Selected excerpt:
--- START ---

Thought for Today
Numbers 23:19 God is not a human being, that he should lie, or a mortal, that he should change his mind. Has he promised, and will he not do it? Has he spoken, and will he not fulfill it?
Psalm 46:1 God is our refuge and strength, a very present help in trouble. 2 Therefore we will not fear, though the earth should change, though the mountains shake in the heart of the sea;
Matthew 18:3 "Truly I tell you, unless you change and become like children, you will never enter the kingdom of heaven.
James 1:17 Every generous act of giving, with every perfect gift, is from above, coming down from the Father of lights, with whom there is no variation or shadow due to change.
This past Sunday, during Coffee Hour, someone used ‘the C word.’ For many of us, especially in church, change is the most frightening word in the English language. One of the most often heard phases in any church throughout Christendom is “Because we’ve always done it that way!” In the important aspects of our lives, and as we age, there is great comfort in the familiar, in the habits of a lifetime. Change often is uncomfortable, always is unfamiliar and frequently is daunting.

--- END ---

Information supplied:
--- START ---

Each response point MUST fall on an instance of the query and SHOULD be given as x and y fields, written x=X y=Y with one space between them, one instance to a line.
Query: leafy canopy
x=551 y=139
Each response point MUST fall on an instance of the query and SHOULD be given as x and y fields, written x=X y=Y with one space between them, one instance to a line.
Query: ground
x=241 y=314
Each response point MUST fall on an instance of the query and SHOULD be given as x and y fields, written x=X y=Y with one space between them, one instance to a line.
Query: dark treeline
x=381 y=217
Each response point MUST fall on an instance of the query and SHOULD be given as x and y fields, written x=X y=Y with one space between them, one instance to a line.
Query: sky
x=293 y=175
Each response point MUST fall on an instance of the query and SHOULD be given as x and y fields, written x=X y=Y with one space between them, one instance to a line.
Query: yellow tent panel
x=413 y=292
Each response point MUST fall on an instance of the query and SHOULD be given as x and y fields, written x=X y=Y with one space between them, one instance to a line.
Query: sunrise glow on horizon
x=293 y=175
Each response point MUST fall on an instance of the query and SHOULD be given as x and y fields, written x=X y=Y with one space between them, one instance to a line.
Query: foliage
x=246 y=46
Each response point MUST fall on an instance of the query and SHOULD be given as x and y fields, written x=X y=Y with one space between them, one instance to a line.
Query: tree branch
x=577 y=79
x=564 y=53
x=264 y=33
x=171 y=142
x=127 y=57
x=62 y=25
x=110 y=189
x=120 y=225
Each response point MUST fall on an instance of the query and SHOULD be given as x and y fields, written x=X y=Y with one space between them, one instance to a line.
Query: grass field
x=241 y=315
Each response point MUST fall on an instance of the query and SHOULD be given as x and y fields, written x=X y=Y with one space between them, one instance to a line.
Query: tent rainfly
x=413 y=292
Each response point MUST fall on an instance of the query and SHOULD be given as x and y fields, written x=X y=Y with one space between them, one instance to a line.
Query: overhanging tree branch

--- END ---

Task instructions:
1 - Name every book of the Bible that the Thought for Today piece quotes from.
2 - Quote word for word the passage of the Thought for Today piece starting at "Psalm 46:1 God" and ending at "kingdom of heaven.".
3 - Write what comes next in the Thought for Today piece, picking up right after its closing sentence on change.
None of the lines are needed for this work.

Task-by-task results:
1 - Numbers, Psalm, Matthew, James

2 -
Psalm 46:1 God is our refuge and strength, a very present help in trouble. 2 Therefore we will not fear, though the earth should change, though the mountains shake in the heart of the sea;
Matthew 18:3 "Truly I tell you, unless you change and become like children, you will never enter the kingdom of heaven.

3 -
Despite the problems associated with change, we always need to be aware that all progress requires change . . . and we always need to remind ourselves that not all change is progress. Without some significant change in technology, I would be chiseling these words on a stone slab with a basalt chisel and a stone hammer instead of using my laptop computer. Without change, instead of sitting at my desk, looking out the window, ensconced in our climate-controlled home, I would be shivering in a dank cave with only the light from a wood fire. In fact, without change, there would not even be a wood fire. Humanity’s learning to start fires was a change from fires only occurring from lightning strikes.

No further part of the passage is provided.